▶ _Yang Dikerjakan_:
1 - Kembalikan tanpa perubahan bagian teks tentang nilai tawassuth, tasamuh, dan tawazun, mulai dari "Bersikap tawassuth dalam" sampai dengan "rasionalitas akal belaka.".
2 - Tentukan apakah setiap pernyataan berikut sesuai dengan teks tentang nilai tawassuth, tasamuh, dan tawazun. Jawab ya atau tidak, lalu kutip kata-kata penentunya dari teks.
(a) Tawazun mencakup pola hubungan antara manusia dan alam.
(b) Tasawuf yang tawassuth menjadikan haqiqah sebagai jalan utama menuju syari'ah.
(c) Pemahaman fiqih yang tawassuth bersandar sepenuhnya pada rasionalitas akal.
3 - Tulis lanjutan teks tentang nilai tawassuth, tasamuh, dan tawazun, dimulai setelah kalimat terakhirnya.

▶ _Bacaan_:

=====

Bersikap tawassuth dalam bidang aqidah adalah di satu
sisi tidak terjebak dalam rasionalitas buta dan terlalu liberal (sehingga
menomorduakan al-quran dan sunnah rasul), di sisi lain tetap menempatkan akal
untuk berfikir dan menafsirkan al-quran dan al-sunnah yang sesuai dengan
kondisi.
Fiqih atau hukum Islam yang tawassuth adalah
seperangkat konsep hukum yang di dasarkan kepada Al-quran dan hadits, namun
pemahamannya tidak sekadar bersandar kepada tradisi,juga tidak kepada
rasionalitas akal belaka.
Tasawuf yang tawassuth adalah spiritualitas ketuhanan
yang menolak konsep pencapaian haqiqah (hakikat Tuhan) dengan meninggalkan
syari’ah ataupun sebaliknya. Tasawuf yang tawassuth menjadikan taqwa (syari’ah)
sebagai jalan utama menuju haqiqah.
ü Nilai Toleransi (Tasamuh)
Tasamuh adalah toleran, adalah sebuah pola
sikap yang menghargai perbedaan, tidak memaksakan kehendak dan
merasa benar sendiri. Nilai yang mengatur bagaimana kita harus bersikap dalam
hidup sehari-hari, khususnya dalam kehidupan beragama dan bermasyarakat. Biarkan
semuanya partikular, tidak harus seragam dengan kita. Arah dari nilai toleransi
ini adalah kesadaran akan pluralisme atau keragaman, baik itu dalam beragama,
budaya, keyakinan, dan setiap dimensi kehidupan yang harusnya saling
berkomplementer (saling melengkapi). Sebagaimana konsep Binneka Tunggal Ika (berbeda-beda
tapi tetap satu) dan ayat Al-Quran yang berbunyi “Lakum
Dinukum Wal-Yadin” (bagimu agamamu, bagiku agamaku) yang dengan
perbedaan ini kita mendapat rahmat, hidup kita lebih variatif.
Dalam arus filsafat yang saat ini berkembang, saatnya
menyapu (sweeping) dan meruntuhkan metafisika kehadiran (konsep tunggal yang
kebenarannya adalah satu). Sebuah konsep yang memaksakan kebenarannya
terhadap yang lain, tanpa menerima perbedaan dan menolak akan kebenaran yang
lain.
ü Nilai Keseimbangan (Tawazun)
Tawazun berarti keseimbangan dalam pola
hubungan atau relasi, baik yang
bersifat antar individu, antar struktur sosial, antara Negara dan rakyatnya,
maupun antara manusia dan alam. Keseimbangan di sini adalah bentuk hubungan
yang tidak berat sebelah (menguntungkan pihak tertentu dan merugikan pihak yang
lain). Tetapi, masing-masing pihak mampu menempatkan dirinya sesuai dengan
fungsinya tanpa mengganggu fungsi dari pihak yang lain. Hasil yang diharapkan
adalah terciptanya kedinamisan hidup.

=====

▶ _Data Tersedia_:
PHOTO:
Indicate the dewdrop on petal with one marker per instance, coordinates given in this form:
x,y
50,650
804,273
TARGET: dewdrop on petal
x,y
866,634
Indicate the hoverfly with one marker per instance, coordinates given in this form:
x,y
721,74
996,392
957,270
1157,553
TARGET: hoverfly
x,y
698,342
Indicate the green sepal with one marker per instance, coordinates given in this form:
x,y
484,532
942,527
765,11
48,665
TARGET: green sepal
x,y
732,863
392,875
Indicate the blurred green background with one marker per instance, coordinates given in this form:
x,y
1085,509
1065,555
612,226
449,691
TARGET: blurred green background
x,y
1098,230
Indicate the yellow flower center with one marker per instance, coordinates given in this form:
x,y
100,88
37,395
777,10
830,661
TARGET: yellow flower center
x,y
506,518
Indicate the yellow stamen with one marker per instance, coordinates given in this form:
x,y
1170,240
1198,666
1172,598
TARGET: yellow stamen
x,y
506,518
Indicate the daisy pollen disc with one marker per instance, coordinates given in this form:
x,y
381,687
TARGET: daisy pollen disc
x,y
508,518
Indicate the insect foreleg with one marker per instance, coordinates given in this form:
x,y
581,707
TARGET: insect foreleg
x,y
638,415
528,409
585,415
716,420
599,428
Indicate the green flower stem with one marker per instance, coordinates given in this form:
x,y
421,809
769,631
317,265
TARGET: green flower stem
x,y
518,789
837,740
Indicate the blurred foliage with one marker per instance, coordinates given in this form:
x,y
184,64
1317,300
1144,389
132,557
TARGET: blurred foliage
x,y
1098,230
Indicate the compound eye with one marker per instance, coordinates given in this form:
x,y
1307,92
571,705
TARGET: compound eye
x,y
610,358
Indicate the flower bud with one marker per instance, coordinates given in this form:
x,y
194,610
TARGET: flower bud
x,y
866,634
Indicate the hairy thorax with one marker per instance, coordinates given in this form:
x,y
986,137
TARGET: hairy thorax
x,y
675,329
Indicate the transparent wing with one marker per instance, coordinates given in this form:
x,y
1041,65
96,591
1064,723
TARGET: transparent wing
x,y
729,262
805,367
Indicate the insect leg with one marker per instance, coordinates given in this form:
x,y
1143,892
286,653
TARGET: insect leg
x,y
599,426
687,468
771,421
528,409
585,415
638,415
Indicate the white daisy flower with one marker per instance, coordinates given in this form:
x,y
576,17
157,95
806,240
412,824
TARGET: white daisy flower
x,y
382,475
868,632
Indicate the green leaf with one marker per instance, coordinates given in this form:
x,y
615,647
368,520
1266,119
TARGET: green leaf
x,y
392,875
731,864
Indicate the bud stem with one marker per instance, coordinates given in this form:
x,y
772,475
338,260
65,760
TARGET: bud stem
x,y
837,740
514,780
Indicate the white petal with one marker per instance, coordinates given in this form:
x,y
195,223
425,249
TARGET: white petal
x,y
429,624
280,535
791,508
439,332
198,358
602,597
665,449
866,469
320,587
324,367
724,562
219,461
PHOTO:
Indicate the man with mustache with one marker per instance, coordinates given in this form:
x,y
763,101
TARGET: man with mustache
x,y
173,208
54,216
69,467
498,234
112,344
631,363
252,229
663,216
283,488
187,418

=====

▶ _Jawaban_:
1 -
Bersikap tawassuth dalam bidang aqidah adalah di satu
sisi tidak terjebak dalam rasionalitas buta dan terlalu liberal (sehingga
menomorduakan al-quran dan sunnah rasul), di sisi lain tetap menempatkan akal
untuk berfikir dan menafsirkan al-quran dan al-sunnah yang sesuai dengan
kondisi.
Fiqih atau hukum Islam yang tawassuth adalah
seperangkat konsep hukum yang di dasarkan kepada Al-quran dan hadits, namun
pemahamannya tidak sekadar bersandar kepada tradisi,juga tidak kepada
rasionalitas akal belaka.

2 -
(a) Ya: "maupun antara manusia dan alam"
(b) Tidak: "Tasawuf yang tawassuth menjadikan taqwa (syari’ah) sebagai jalan utama menuju haqiqah."
(c) Tidak: "juga tidak kepada rasionalitas akal belaka"

3 -
Dalam ranah sosial yang ditekankan adalah
egalitarianisme (persamaan derajat) seluruh umat manusia. Tidak ada yang merasa
lebih dari yang lain, yang membedakan hanyalah tingkat ketakwaannya. Tidak ada
dominasi dan eksploitasi seseorang kepada orang lain, termasuk laki-laki
terhadap perempuan.
Dalam wilayah politik, tawazun meniscayakan
keseimbangan antara posisi Negara (penguasa) dan rakyat. Penguasa tidak boleh
bertindak sewenang-wenang, menutup kran demokrasi, dan menindas rakyatnya.
Sedangkan rakyat harus selalu mematuhi segala peraturan yang ditujukan untuk
kepentingan bersama, tetapi juga senantiasa mengontrol dan mengawasi jalannya
pemerintahan.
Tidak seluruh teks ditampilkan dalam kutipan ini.